→ EXERCISE OBJECTIVE
Please rewrite all the records with "crowd" swapped for "throng" and everything else left unchanged, omitting the pictures from your answer.

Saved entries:
• • • • • • •
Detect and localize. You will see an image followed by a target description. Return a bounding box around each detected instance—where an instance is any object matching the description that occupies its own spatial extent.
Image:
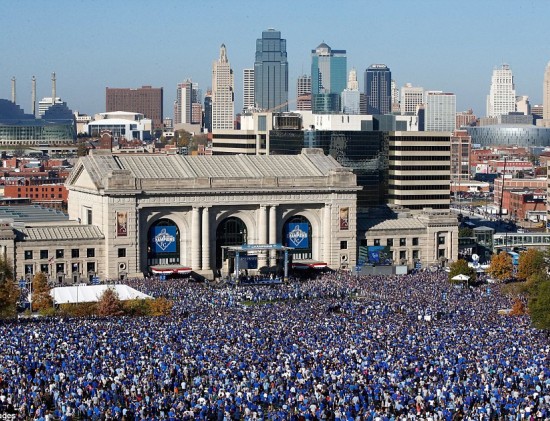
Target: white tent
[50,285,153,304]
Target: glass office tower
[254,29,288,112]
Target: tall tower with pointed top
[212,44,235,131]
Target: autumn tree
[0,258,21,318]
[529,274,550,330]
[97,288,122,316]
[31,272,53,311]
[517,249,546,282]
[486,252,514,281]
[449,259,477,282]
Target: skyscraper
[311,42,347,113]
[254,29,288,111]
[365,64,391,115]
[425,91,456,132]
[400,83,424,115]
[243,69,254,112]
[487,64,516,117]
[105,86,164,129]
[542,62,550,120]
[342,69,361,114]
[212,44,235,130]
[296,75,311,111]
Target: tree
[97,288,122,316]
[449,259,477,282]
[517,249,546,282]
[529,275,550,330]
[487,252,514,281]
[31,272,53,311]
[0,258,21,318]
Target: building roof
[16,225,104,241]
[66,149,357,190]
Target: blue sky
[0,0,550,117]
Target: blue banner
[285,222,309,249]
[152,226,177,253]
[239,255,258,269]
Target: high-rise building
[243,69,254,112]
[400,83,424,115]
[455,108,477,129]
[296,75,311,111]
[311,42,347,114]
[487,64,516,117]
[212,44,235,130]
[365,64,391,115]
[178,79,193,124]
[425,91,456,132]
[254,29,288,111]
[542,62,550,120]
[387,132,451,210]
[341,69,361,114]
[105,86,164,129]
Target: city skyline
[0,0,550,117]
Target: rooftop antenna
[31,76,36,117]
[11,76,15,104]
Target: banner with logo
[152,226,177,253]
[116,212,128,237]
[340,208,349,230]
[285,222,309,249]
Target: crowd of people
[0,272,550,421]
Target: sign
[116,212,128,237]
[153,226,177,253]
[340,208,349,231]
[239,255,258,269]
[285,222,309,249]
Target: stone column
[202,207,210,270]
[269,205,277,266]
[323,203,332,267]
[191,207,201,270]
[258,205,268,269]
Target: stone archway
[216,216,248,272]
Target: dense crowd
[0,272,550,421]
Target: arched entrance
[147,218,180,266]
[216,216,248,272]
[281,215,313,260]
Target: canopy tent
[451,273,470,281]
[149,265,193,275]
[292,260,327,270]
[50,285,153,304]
• • • • • • •
→ ANSWER TO THE TASK
Detect and localize. You will see an image followed by a target description. Return a bounding box around each detected instance—where an instance is any object matching the description that occupies its own spatial extent.
Image:
Target: white tent
[50,285,153,304]
Target: glass office tower
[254,29,288,112]
Target: tall tower with pointed top
[212,44,235,131]
Target: autumn tree
[0,258,21,318]
[529,274,550,330]
[97,288,122,316]
[31,272,53,311]
[517,249,546,282]
[486,252,514,281]
[449,259,477,282]
Target: skyscraper
[311,42,347,113]
[254,29,288,111]
[365,64,391,115]
[425,91,456,132]
[400,83,424,115]
[243,69,254,112]
[487,64,516,117]
[105,86,164,129]
[542,62,550,120]
[342,69,361,114]
[212,44,235,130]
[296,75,311,111]
Target: tree
[97,288,122,316]
[449,259,477,282]
[517,249,546,282]
[529,275,550,330]
[487,252,514,281]
[31,272,53,311]
[0,258,21,318]
Target: building roof
[16,225,104,241]
[66,149,357,190]
Target: blue sky
[0,0,550,117]
Target: blue banner
[285,222,309,249]
[152,226,177,253]
[239,255,258,269]
Target: high-rise building
[243,69,254,112]
[400,83,424,115]
[455,108,477,129]
[296,75,311,111]
[311,42,347,114]
[487,64,516,117]
[212,44,235,130]
[365,64,391,115]
[178,79,193,124]
[425,91,456,132]
[254,29,288,111]
[542,62,550,120]
[387,132,451,210]
[341,69,361,114]
[105,86,164,129]
Target: city skyline
[0,0,550,117]
Target: rooftop antenna
[31,76,36,117]
[11,76,15,104]
Target: banner with logo
[152,226,177,253]
[116,212,128,237]
[340,208,349,230]
[285,222,309,249]
Target: throng of people
[0,272,550,421]
Target: sign
[116,212,128,237]
[153,226,177,253]
[340,208,349,231]
[239,255,258,269]
[285,222,309,249]
Target: stone column
[202,207,210,270]
[269,205,277,266]
[323,203,332,267]
[191,207,201,270]
[258,205,268,269]
Target: stone archway
[216,216,248,272]
Target: dense throng
[0,272,550,421]
Target: arched entrance
[147,218,180,266]
[216,216,248,272]
[281,215,313,260]
Target: canopy tent
[451,273,470,281]
[149,265,193,275]
[292,260,327,270]
[50,285,153,304]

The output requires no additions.